Problems and tasks ->
1/ Decide whether each statement agrees with the Spamhaus thread below, answering yes or no and quoting the words of the thread that settle it: (a) the person asking says their app does not use email; (b) allowing an IP through Access Rules fails to fix the problem; (c) the reply states that Spamhaus listings are commonly known to be evaluated by the WAF.
2/ Write out the passage of the Spamhaus thread below from "Is there a way" to "that supports that?", word for word.

Selected extract ->
========================================================================
Bypass Spamhaus IP blocks in Cloudflare?

Is there a way to configure Cloudflare to ignore Spamhaus IP blocks? I’m starting to get more and more normal everyday people who somehow have an IP that’s on Spamhaus getting blocked from accessing my site/app.

The problem is fixed by allowing their IP through Access Rules, but it is happening too often. I’d prefer to automate it or ignore Spamhaus altogether for site visitors. My app does not use email, so I’m not concerned about that.

What Cloudflare product are you discussing here? If you are referring to the WAF or Cloudflare proxy, this is the first I have ever heard of suggested that any Spamhaus listings are evaluated. Do you have Cloudflare log data that supports that?

I ask out of genuine interest and a desireto know more snout the situation you are describing. Depending on what list the IP is on, my initial suspicion is that the presence on a Spamhaus list is coincidental. If the listing was related to a comprised host or an IP pool or range that was observed engaging in unsavory activity, it may have overlap on many lists, including one published by Spamhaus.
========================================================================
Data provided ->

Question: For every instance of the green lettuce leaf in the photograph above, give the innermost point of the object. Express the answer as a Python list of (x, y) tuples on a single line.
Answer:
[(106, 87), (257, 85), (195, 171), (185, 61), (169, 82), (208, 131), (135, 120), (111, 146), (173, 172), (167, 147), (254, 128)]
========================================================================
Worked solutions ->
1/
(a) Yes: "My app does not use email, so I’m not concerned about that."
(b) No: "The problem is fixed by allowing their IP through Access Rules"
(c) No: "this is the first I have ever heard of suggested that any Spamhaus listings are evaluated."

2/
Is there a way to configure Cloudflare to ignore Spamhaus IP blocks? I’m starting to get more and more normal everyday people who somehow have an IP that’s on Spamhaus getting blocked from accessing my site/app.

The problem is fixed by allowing their IP through Access Rules, but it is happening too often. I’d prefer to automate it or ignore Spamhaus altogether for site visitors. My app does not use email, so I’m not concerned about that.

What Cloudflare product are you discussing here? If you are referring to the WAF or Cloudflare proxy, this is the first I have ever heard of suggested that any Spamhaus listings are evaluated. Do you have Cloudflare log data that supports that?